→ Tarea planteada 1
Selecciona y copia todas las líneas de los registros que contengan la cadena "find", distinguiendo entre mayúsculas y minúsculas.

→ Fragmento
· · · ·
Adviento 2011. La sala de espera de Dios
Los más jóvenes no se acuerdan de lo que era escribir una carta que tardaría días en llegar. La velocidad es un imperativo contemporáneo. Alta velocidad para los transportes, ancho de banda para las telecomunicaciones, programación a la carta para los televidentes, inmediatez para los encuentros. Hoy en día causa furor el WhatsApp, una forma de comunicación instantánea que hace que las personas puedan estar intercambiando mensajes en cualquier momento con sus amigos, familiares y conocidos a través de móviles y otros dispositivos portátiles. Parece que la inmediatez es una batalla ganada.
Sin embargo, querámoslo o no, la espera sigue siendo parte de la vida. Porque somos humanos, y por esto mismo capaces de desear y de imaginar. Una combinación poderosa, esta de imaginación y deseo. El deseo nos empuja, nos ilumina, nos hace buscar. Deseamos de muchas maneras, y nuestro anhelo tiene muchos objetivos, materiales o inmateriales, efímeros o duraderos, personales o impersonales…
Como además tenemos imaginación, anticipamos lo que podría ocurrir si esos deseos se cumplen. Y si lo vemos posible, aunque sea difícil, la espera se convierte en esperanza. El reverso de esto es el miedo, cuando tememos lo que puede ocurrir; y lejos de desearlo, quisiéramos evitarlo.
Aunque nos vayamos desacostumbrando a esperar, por aquello de la inmediatez, la espera nunca desaparecerá de nuestras vidas (afortunadamente). Porque en nuestro horizonte está el futuro. Y el futuro es el tiempo de las promesas, de las posibilidades, de los deseos que aún no han tomado cuerpo. Aunque no toda espera es tan sublime, bucólica o esencial. En realidad, la espera empieza en el momento que algo no ocurre ya mismo. Esperamos en la cola de un supermercado para pagar; o en clase, desmoralizados por la lentitud con que transcurren los minutos.
Esperas que merecen la pena
Hay algunas esperas que son desesperantes, un verdadero incordio. Podríamos perfectamente prescindir de ellas. No nos aportan nada. Como mucho, nos ayudan a ejercitar la paciencia. Pero hay otras que son bonitas. ¿Qué sería de la vida sin la capacidad de anticipar? Pongamos el ejemplo del amor.
Es verdad que hay quien prefiere vivir las relaciones –también el afecto– en versión exprés, con poca inversión vital y poco desgaste. Pero quien alguna vez ha estado enamorado, sabe que, si te corresponden, la relación se vive en el tiempo en que la pareja está junta, pero también en el tiempo en que, separados, se esperan, se anticipan, se imaginan. Y así, los abrazos reales heredan otros muchos que se han soñado antes.
Una cita se vive cuarenta veces en la cabeza, hasta que se materializa. Uno anticipa las palabras que va a decir, idea situaciones, dedica, quizás, horas a preparar alguna sorpresa, algún regalo. Sí, caramba, el amor sin espera pierde romanticismo.
· · · ·
→ Tarea planteada 2
Continúa el texto sobre la espera a partir de su última frase.

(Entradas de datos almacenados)
· · · ·
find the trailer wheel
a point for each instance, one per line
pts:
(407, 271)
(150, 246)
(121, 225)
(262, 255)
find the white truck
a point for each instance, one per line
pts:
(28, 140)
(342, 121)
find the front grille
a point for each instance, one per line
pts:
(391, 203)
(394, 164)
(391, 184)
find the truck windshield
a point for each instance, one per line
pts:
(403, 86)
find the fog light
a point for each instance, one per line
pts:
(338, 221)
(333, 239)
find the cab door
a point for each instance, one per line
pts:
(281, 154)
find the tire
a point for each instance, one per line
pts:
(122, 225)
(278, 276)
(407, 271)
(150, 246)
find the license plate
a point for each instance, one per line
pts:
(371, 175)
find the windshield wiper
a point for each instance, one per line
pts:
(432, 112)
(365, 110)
· · · ·
→ Resultado final 1
find the trailer wheel
find the white truck
find the front grille
find the truck windshield
find the fog light
find the cab door
find the tire
find the license plate
find the windshield wiper

→ Resultado final 2
¿Quién espera a Dios?
Y en medio de todo esto, ¿quién espera a Dios? Porque de eso va la espera del Adviento. Son tantas las promesas efímeras, brillantes, cotidianas y quizás comprensibles que estos días nos asaltan, que no tenemos mucho tiempo para dedicarle a otra promesa, la de Dios-con-nosotros.
Esperar a Dios no es algo fácil. Porque, ¿de qué se trata? ¿Es esperar los momentos de celebración? ¿La Misa del Gallo, el belén de mi parroquia, los villancicos cargados de evocaciones infantiles, los relatos sobre el nacimiento de un niño en un portal, historias que podríamos repetir con los ojos cerrados?
¿O acaso debemos esperar algo más personal, único, espiritual…? ¿Va Dios a venir otra vez? ¿Acaso tenemos que echarnos a la calle para indagar en los pesebres de nuestro mundo, a ver si en alguno de ellos reconocemos al Dios niño? ¡Qué lío!, ¿no?
Esperar a Dios empieza por entender que Dios, el que es Palabra –una Palabra que se hace carne, como recordamos en la liturgia de la Navidad– tiene algo que decirnos. Ese es un buen recordatorio. Para todos. No creo que haya nadie que lo tenga todo claro sobre Dios. Bueno, en realidad, no creo que nadie lo tenga todo claro en general: ni sobre Dios, ni sobre los otros, ni sobre uno mismo.
Y respecto a la fe, nadie que haya integrado perfectamente su mensaje, su palabra, su proyecto, su lógica. Nadie que deba sentarse, ufano, pretendiendo que lo tiene todo claro. Es verdad que hay muchas personas que, de algún modo, terminan actuando así, por el lado de la fe (gente que hace años que dejó de percibir novedad en el Evangelio, instalados en unas creencias algo atrofiadas), y por el lado del ateísmo (instalados en una increencia práctica o teórica que no admite fisuras).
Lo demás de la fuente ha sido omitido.